[Listed records — start]

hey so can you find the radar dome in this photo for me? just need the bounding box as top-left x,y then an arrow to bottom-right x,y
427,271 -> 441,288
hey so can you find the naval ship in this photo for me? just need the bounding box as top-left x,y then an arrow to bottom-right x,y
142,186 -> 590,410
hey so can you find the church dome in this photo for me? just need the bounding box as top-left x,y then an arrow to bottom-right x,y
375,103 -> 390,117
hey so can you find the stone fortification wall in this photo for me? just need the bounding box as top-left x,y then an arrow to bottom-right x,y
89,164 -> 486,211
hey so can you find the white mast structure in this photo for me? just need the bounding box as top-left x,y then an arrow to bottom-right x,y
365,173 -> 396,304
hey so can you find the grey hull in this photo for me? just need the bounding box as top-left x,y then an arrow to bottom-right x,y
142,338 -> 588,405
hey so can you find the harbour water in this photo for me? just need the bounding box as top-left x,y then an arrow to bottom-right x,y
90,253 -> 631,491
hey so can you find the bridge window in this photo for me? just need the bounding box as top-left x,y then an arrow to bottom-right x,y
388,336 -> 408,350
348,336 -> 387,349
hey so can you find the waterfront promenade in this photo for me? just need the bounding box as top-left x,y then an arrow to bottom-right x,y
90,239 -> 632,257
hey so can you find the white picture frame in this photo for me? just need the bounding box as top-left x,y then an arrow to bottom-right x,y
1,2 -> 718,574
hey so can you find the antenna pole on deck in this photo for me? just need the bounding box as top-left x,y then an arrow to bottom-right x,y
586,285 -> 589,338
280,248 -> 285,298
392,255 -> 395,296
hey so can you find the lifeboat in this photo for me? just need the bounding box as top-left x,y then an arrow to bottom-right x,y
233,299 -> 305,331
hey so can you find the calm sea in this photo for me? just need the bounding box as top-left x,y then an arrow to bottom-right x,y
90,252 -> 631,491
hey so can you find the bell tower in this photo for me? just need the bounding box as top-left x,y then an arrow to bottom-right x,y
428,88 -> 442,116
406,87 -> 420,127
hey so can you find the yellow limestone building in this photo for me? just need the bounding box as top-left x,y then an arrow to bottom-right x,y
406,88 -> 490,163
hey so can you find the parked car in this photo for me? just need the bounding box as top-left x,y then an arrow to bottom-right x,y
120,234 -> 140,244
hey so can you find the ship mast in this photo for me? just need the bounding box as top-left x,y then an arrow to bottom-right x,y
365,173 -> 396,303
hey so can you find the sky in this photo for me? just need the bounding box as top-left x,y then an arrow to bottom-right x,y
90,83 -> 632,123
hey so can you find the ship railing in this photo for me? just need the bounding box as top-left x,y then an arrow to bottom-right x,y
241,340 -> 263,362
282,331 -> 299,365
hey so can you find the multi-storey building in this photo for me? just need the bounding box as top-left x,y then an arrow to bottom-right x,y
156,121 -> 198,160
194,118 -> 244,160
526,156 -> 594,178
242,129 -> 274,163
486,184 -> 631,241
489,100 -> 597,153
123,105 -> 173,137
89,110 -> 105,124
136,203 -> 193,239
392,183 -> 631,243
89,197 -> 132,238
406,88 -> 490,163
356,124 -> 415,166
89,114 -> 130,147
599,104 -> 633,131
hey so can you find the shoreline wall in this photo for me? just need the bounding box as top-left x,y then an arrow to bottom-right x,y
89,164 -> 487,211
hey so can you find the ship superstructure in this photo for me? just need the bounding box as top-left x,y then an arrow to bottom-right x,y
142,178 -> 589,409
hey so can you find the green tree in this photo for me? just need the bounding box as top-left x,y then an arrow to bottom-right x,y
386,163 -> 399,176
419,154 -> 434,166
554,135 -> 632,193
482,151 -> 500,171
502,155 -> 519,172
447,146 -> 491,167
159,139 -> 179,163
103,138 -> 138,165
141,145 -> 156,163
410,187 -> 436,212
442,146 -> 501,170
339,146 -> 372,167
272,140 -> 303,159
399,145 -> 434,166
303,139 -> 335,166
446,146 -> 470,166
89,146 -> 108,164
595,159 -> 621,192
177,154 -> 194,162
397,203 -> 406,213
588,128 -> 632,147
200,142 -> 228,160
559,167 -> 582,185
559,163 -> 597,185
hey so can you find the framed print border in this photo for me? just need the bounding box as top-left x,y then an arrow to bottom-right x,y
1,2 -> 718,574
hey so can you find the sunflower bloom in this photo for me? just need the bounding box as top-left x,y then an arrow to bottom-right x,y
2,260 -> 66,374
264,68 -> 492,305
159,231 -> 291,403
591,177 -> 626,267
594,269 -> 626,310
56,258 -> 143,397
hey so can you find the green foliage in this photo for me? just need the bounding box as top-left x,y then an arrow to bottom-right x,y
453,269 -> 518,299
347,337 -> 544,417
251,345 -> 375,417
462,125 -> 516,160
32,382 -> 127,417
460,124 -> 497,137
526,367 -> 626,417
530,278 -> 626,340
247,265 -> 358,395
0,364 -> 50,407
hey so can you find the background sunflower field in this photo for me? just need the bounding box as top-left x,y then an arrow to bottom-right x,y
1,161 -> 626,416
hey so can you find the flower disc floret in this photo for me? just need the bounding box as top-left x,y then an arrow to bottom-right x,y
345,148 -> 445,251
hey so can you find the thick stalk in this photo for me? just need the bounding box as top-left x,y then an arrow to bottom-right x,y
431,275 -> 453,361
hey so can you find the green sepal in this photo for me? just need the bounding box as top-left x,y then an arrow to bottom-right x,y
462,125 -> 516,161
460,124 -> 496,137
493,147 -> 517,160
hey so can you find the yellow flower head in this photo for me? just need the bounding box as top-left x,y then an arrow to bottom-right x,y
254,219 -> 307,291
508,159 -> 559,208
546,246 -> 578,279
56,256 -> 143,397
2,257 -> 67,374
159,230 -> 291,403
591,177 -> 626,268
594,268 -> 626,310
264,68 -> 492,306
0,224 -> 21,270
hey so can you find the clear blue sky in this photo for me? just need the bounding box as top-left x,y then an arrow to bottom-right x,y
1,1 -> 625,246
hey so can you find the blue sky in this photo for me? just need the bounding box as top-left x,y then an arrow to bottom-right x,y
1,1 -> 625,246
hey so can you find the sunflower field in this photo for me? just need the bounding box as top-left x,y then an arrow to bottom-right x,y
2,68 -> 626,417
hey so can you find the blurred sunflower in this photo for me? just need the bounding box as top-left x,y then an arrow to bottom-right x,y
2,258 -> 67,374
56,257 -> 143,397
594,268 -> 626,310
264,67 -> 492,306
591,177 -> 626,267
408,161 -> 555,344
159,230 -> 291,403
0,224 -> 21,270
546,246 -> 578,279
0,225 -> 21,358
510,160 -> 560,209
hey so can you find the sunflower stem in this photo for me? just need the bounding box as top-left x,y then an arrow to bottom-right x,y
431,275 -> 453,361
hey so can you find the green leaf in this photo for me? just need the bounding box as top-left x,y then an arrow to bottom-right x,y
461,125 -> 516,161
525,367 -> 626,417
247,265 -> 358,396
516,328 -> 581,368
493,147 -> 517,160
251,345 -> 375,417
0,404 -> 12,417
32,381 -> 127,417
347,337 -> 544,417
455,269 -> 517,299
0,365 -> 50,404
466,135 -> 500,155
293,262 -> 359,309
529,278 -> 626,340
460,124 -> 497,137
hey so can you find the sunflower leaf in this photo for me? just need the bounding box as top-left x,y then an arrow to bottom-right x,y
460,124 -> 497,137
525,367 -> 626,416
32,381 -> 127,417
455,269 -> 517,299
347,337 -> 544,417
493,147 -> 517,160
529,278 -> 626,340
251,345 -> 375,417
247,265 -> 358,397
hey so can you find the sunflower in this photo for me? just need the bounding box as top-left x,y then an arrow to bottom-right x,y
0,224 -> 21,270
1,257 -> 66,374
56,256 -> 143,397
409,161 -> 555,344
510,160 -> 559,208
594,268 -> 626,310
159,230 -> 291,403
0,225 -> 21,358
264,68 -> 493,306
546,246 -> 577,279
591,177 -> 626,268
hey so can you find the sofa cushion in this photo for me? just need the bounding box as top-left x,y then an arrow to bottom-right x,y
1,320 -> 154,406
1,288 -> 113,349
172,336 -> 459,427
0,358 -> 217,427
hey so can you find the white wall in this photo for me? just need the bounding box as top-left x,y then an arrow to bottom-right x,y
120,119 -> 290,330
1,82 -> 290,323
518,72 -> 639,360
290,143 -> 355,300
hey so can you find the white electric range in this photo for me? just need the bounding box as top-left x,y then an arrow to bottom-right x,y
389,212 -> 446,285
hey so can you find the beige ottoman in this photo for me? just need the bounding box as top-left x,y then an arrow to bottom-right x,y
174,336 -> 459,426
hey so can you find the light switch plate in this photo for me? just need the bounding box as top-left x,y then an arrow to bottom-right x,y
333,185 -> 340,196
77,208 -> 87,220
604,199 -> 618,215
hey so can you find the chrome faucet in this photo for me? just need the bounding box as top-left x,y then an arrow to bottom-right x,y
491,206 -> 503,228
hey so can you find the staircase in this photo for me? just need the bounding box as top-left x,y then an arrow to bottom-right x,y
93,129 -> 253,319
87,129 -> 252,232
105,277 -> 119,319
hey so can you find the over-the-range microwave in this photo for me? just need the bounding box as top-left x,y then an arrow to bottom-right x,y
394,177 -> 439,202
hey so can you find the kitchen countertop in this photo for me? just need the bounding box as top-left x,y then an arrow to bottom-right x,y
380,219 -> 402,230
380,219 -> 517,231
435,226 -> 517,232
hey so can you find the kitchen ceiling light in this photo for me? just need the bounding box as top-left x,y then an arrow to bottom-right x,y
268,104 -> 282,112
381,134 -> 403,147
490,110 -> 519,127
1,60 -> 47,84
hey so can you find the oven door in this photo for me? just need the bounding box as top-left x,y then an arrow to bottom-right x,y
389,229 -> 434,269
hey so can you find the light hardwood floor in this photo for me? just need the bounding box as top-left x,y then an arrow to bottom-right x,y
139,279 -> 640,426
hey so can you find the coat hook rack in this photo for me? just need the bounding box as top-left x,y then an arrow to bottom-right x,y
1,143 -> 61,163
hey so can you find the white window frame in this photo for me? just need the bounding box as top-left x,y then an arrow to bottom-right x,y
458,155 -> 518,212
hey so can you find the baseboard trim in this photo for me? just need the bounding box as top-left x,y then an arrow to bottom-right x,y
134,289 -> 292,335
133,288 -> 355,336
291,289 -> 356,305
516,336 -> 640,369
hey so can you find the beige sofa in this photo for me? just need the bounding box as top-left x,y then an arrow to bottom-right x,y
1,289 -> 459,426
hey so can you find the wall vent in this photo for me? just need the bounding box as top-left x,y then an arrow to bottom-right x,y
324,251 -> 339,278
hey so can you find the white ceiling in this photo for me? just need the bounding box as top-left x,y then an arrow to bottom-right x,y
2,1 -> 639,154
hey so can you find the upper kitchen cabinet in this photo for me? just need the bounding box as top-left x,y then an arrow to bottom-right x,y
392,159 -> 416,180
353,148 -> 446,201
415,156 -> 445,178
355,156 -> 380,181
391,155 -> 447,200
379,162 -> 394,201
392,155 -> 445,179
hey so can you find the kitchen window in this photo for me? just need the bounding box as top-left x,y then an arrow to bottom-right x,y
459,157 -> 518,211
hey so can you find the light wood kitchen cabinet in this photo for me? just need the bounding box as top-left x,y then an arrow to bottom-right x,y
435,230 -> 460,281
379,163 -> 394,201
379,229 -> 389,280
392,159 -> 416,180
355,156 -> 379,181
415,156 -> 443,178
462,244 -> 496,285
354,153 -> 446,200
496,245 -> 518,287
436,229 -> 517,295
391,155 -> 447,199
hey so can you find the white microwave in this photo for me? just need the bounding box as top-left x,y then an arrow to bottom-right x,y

[Listed records — finish]

What the task asks: Write out the lines above, starting at the line that contains "hey so can you find the kitchen window" and ending with the final line, and nothing else; copy them exactly.

Task output:
hey so can you find the kitchen window in this photo for me? just need the bounding box as top-left x,y then an arrow to bottom-right x,y
459,157 -> 518,211
hey so can you find the light wood kitchen cabinet in this photo for me? just need the bounding box as top-left x,y then an arrow to bottom-right x,y
435,230 -> 460,281
379,163 -> 394,201
379,229 -> 389,280
392,159 -> 416,180
355,156 -> 379,181
415,156 -> 443,178
462,244 -> 496,285
354,153 -> 446,200
496,245 -> 518,287
436,229 -> 517,295
391,155 -> 447,199
hey so can you find the white microwave in this photo for me? just need the bounding box as top-left x,y then an arrow to bottom-right x,y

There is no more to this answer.